> EXTRACTED MATERIAL
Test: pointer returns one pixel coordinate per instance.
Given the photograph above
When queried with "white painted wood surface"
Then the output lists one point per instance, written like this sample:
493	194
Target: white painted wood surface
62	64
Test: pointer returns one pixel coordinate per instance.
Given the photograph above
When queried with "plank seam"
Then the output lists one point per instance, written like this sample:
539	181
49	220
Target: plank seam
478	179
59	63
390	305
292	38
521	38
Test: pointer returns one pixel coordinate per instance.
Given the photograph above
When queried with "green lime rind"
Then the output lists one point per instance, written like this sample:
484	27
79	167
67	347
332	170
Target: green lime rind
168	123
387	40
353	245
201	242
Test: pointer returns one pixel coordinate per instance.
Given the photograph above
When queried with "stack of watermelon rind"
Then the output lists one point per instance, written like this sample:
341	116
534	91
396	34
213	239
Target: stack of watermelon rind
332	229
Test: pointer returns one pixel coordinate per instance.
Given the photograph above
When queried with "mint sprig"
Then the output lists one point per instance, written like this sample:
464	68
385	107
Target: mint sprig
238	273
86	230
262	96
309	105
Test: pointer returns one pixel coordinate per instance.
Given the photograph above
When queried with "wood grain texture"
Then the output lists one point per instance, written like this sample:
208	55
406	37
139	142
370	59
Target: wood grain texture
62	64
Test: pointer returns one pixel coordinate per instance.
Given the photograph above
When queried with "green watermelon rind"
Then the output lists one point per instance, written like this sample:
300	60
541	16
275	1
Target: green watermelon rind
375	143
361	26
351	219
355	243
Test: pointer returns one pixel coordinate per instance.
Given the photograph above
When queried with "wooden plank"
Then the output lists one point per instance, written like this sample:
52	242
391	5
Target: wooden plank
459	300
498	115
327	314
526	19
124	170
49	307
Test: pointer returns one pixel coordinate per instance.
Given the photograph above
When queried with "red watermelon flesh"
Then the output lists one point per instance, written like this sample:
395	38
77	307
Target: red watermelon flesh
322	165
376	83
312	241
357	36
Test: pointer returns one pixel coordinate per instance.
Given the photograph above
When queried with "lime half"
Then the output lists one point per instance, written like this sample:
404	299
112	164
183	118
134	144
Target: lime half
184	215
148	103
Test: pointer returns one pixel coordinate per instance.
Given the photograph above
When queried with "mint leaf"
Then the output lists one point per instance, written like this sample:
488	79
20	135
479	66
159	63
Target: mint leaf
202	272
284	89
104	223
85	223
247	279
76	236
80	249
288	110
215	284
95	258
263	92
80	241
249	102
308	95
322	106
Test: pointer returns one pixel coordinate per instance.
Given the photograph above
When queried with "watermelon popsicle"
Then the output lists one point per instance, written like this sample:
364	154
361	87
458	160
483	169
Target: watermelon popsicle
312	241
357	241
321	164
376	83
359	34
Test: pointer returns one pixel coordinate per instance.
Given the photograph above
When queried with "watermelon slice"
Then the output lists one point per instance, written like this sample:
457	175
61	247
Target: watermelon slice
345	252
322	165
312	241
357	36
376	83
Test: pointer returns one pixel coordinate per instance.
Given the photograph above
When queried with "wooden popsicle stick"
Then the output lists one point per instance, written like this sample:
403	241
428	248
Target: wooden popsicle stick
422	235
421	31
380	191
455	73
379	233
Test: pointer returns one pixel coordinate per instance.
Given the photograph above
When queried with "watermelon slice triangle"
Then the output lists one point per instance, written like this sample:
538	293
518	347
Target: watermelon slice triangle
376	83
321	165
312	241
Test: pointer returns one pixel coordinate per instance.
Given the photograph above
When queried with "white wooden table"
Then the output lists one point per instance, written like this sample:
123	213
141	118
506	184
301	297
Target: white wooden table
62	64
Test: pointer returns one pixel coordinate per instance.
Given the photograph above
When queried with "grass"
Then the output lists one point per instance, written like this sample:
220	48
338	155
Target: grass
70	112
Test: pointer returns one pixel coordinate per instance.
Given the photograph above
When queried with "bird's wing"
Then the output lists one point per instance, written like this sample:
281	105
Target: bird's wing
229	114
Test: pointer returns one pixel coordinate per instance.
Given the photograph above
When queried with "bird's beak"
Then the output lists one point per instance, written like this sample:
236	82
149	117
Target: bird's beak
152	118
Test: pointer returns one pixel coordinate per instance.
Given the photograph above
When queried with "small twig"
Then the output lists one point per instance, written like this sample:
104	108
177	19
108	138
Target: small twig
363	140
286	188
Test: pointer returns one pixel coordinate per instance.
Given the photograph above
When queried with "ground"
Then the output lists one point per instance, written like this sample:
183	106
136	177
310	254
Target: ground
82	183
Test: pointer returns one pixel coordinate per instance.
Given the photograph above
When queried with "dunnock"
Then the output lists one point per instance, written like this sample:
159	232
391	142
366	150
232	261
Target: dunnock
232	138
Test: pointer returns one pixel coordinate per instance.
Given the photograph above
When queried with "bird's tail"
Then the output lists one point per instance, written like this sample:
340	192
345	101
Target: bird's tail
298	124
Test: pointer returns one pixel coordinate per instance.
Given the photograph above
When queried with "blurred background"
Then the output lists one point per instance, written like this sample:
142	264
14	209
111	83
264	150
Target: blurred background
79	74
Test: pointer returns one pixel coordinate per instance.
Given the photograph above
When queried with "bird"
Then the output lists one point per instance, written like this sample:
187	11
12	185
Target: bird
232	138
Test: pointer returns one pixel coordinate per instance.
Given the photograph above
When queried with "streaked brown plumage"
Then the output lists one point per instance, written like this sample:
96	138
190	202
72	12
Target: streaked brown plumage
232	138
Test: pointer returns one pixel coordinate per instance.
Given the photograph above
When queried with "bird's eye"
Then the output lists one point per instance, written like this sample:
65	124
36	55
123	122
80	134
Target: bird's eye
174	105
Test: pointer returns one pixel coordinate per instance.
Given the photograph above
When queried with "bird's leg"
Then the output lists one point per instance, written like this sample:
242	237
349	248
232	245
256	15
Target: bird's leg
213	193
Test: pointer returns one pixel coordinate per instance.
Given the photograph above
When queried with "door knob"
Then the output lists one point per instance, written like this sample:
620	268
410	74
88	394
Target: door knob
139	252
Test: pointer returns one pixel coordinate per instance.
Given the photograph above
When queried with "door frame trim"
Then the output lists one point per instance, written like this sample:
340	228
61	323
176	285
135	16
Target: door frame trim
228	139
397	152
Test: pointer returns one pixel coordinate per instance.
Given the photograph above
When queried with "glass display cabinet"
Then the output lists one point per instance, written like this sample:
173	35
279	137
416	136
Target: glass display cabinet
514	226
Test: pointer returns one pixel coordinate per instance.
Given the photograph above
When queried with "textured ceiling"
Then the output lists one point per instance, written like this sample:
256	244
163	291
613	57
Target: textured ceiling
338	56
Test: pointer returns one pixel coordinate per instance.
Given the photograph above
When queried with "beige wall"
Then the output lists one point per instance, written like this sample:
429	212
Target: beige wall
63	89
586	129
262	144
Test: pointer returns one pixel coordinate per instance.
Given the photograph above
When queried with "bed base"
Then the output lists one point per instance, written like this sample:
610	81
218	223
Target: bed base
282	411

> DIRECTION
Make an exact copy of every line in the data.

> SOLVED PROBLEM
Test: pointer returns one pixel coordinate per instance.
Given the photograph above
When queried with "white painted wood surface"
Then the output lists one point per instance, written like this sample:
493	194
Target: white painted wood surface
62	64
Test: pointer returns one pixel coordinate per instance.
Given the photograph above
When queried with "plank seam"
Then the output lists one point per instance, written like this sample:
539	181
49	220
Target: plank seam
478	179
59	63
390	305
292	38
521	38
Test: pointer returns one pixel coordinate per instance.
Given the photograph above
When queried with "green lime rind"
Then the output lists one point per instance, written like this sample:
484	27
79	167
67	347
332	170
Target: green lime rind
168	123
387	40
353	245
201	242
Test: pointer returns one pixel coordinate per instance.
Given the photograph above
When queried with "stack of watermelon rind"
Then the output lists one point per instance, written like this sample:
341	116
534	91
396	34
213	239
Target: stack of watermelon rind
332	229
Test: pointer returns one pixel coordinate per instance.
Given the photograph above
When queried with "mint sprig"
Then the output lists one point per instance, written like this sample:
464	68
385	107
Target: mint sprig
238	273
86	230
262	96
309	105
Test: pointer returns one pixel coordinate per instance.
Given the photograph above
When queried with "wood grain texture"
Then the output lists one point per instance, written like this sample:
208	55
406	37
139	142
370	59
Target: wood grain texture
62	64
Test: pointer returns one pixel coordinate per instance.
Given the photograph above
When queried with "green watermelon rind"
Then the output lists one point per instance, written like this sample:
300	60
541	16
275	1
Target: green watermelon rind
375	143
361	26
351	219
355	243
Test: pointer returns one pixel coordinate per instance.
Given the photograph above
When queried with "wooden plank"
Then the output lists one point per instance, written like this sample:
52	242
391	5
Target: wooden plank
459	300
498	115
327	314
526	19
124	170
49	307
Test: pointer returns one pixel coordinate per instance.
Given the photograph above
When queried with "red watermelon flesh"
Then the output lists one point per instance, written like this sample:
395	38
77	307
Target: red watermelon flesh
322	165
376	83
312	241
357	36
Test: pointer returns one pixel coordinate per instance.
Given the photograph above
When queried with "lime half"
Then the output lists one point per instance, written like this sample:
404	299
112	164
183	118
134	144
Target: lime half
184	215
148	103
Test: pointer returns one pixel coordinate per instance.
Given the photograph above
When queried with "mint leaf"
Then the output lists one point per instance, written like this sample:
488	79
20	135
479	66
159	63
Target: mint leaf
202	272
284	89
104	223
85	223
247	279
76	236
80	249
288	110
215	284
95	258
263	92
80	241
249	102
308	95
322	106
Test: pointer returns one pixel coordinate per instance.
Given the photograph above
When queried with "watermelon popsicle"
Then the output lists one point per instance, written like this sample:
364	154
361	87
458	160
483	169
Target: watermelon popsicle
312	241
357	241
321	164
376	83
359	34
Test: pointer returns one pixel coordinate per instance.
Given the photograph above
When queried with "watermelon slice"
Then the output lists one point per instance, written like this sample:
457	175
61	247
Target: watermelon slice
345	252
322	165
312	241
357	36
376	83
Test: pointer returns one pixel coordinate per instance.
Given the photograph above
When queried with "wooden popsicle stick"
Then the output lists one point per instance, written like this sample:
403	241
428	248
Target: wooden popsicle stick
422	235
421	31
380	191
455	73
379	233
Test: pointer returns one pixel coordinate per instance.
Given the photograph above
When queried with "watermelon slice triangle"
Then the output lists one point per instance, written like this sample:
538	293
518	347
Target: watermelon slice triangle
376	83
321	165
312	241
Test: pointer returns one pixel coordinate per instance.
Given the photograph above
When queried with "white wooden table"
Then the output lists one point per instance, written like this sample:
123	213
141	118
506	184
301	297
Target: white wooden table
62	64
Test: pointer returns one pixel coordinate per instance.
Given the photograph above
When queried with "grass"
Then the output lists one point per instance, written like this sample:
220	48
338	155
Target: grass
70	112
Test: pointer returns one pixel coordinate per instance.
Given the photograph above
When queried with "bird's wing"
Then the output lists one point per instance, written like this sample:
281	105
Target: bird's wing
229	114
Test: pointer returns one pixel coordinate per instance.
Given the photograph above
When queried with "bird's beak"
Then the output lists one point per instance, written like this sample:
236	82
149	117
Target: bird's beak
152	118
Test: pointer returns one pixel coordinate per instance.
Given the photograph above
When queried with "small twig"
Then the output lists one point per instance, written like this sample:
104	108
177	19
108	138
Target: small twig
363	140
286	188
Test: pointer returns one pixel coordinate per instance.
Given the photograph above
When queried with "ground"
Then the output lists one point per instance, written like this sample:
183	106
136	177
310	254
Target: ground
82	183
Test: pointer returns one pixel coordinate per instance.
Given the photograph above
When queried with "dunnock"
Then the output lists one point per instance, written like this sample:
159	232
391	142
366	150
232	261
Target: dunnock
232	138
Test: pointer returns one pixel coordinate per instance.
Given the photograph above
When queried with "bird's tail"
Then the output lists one point per instance, written like this sample:
340	192
345	101
Target: bird's tail
298	124
Test: pointer returns one pixel coordinate per instance.
Given the photograph above
When queried with "blurred background"
Then the output lists one point per instance, written like this sample:
142	264
14	209
111	83
264	150
Target: blurred background
79	74
Test: pointer returns one pixel coordinate per instance.
Given the photograph above
When queried with "bird"
Then the output lists one point per instance, written like this sample:
187	11
12	185
Target: bird
232	138
Test: pointer returns one pixel coordinate per instance.
Given the photograph above
When queried with "streaked brown plumage"
Then the output lists one point per instance, written like this sample:
96	138
190	202
72	12
Target: streaked brown plumage
232	138
Test: pointer returns one pixel coordinate per instance.
Given the photograph above
When queried with "bird's eye"
Then the output lists one point per instance, written like this sample:
65	124
36	55
123	122
80	134
Target: bird's eye
174	105
Test: pointer returns one pixel coordinate per instance.
Given the photograph above
When queried with "bird's leg"
Then the output lists one point per instance, written like this sample:
242	237
349	248
232	245
256	15
Target: bird's leg
213	193
Test: pointer returns one pixel coordinate per instance.
Given the photograph above
When queried with "door knob"
Then the output lists one point per instance, written like this sample:
620	268
410	74
88	394
Target: door knob
139	252
Test: pointer returns one pixel coordinate per instance.
Given the photograph above
When queried with "door frame trim"
Then the output lists one point per instance, written like this sample:
340	228
61	323
176	285
135	16
Target: door frame trim
228	139
397	152
Test: pointer returns one pixel coordinate per instance.
Given the photograph above
When queried with "glass display cabinet"
Then the output lists one point per instance, written like this sample:
173	35
279	137
416	136
Target: glass display cabinet
514	226
Test: pointer returns one pixel coordinate per instance.
Given the photograph above
When queried with "textured ceiling"
Then the output lists one point per instance, written like this sample:
256	244
163	291
613	57
Target: textured ceiling
338	56
Test: pointer returns one pixel coordinate per instance.
Given the photograph above
When queried with "beige wall"
Then the output lists one point per instance, written like this sample:
429	212
Target: beige wall
63	89
586	129
262	144
Test: pointer returns one pixel coordinate per instance.
Given the photograph above
When queried with "bed base"
Then the output lists one point per instance, written like this sample:
610	81
218	223
Target: bed base
282	411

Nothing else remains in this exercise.